▸ Work task
Among the lines of the records below, copy those that hold the word "petal".
━━━━━━
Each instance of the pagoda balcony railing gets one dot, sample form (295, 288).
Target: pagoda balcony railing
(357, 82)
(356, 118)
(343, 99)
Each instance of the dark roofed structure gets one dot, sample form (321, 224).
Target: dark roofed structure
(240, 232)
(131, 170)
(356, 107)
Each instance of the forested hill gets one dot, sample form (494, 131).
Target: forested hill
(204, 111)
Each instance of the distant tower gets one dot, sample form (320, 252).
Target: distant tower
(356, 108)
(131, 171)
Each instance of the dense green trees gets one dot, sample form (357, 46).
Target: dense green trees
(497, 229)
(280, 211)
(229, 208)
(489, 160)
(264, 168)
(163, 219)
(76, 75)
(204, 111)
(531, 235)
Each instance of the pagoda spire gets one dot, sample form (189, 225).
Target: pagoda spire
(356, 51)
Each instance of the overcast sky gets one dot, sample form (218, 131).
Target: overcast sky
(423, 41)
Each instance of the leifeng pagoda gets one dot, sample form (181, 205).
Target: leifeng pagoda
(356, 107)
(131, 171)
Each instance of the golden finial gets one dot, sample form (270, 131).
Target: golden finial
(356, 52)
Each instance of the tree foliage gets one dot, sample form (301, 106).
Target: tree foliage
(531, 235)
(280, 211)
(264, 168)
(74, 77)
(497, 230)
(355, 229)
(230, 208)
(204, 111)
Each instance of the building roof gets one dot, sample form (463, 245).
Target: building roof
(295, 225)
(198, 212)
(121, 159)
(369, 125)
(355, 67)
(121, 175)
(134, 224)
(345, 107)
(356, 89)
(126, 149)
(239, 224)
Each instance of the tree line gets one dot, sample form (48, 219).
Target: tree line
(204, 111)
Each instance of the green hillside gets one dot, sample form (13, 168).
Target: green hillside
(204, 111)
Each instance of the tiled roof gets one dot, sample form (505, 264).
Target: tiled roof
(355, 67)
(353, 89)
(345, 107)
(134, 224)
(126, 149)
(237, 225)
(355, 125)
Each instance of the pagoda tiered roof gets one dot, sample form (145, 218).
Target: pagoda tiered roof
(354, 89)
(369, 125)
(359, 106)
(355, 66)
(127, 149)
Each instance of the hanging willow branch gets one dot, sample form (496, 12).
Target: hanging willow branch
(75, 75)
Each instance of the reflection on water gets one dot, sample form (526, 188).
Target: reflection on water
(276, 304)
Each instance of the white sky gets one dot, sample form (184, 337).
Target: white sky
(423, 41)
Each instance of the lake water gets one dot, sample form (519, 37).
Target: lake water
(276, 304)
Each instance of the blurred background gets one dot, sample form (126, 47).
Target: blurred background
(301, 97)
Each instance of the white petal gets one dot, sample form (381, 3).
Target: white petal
━━━━━━
▸ Written response
Each instance of the white petal gets one dot, sample form (381, 3).
Target: white petal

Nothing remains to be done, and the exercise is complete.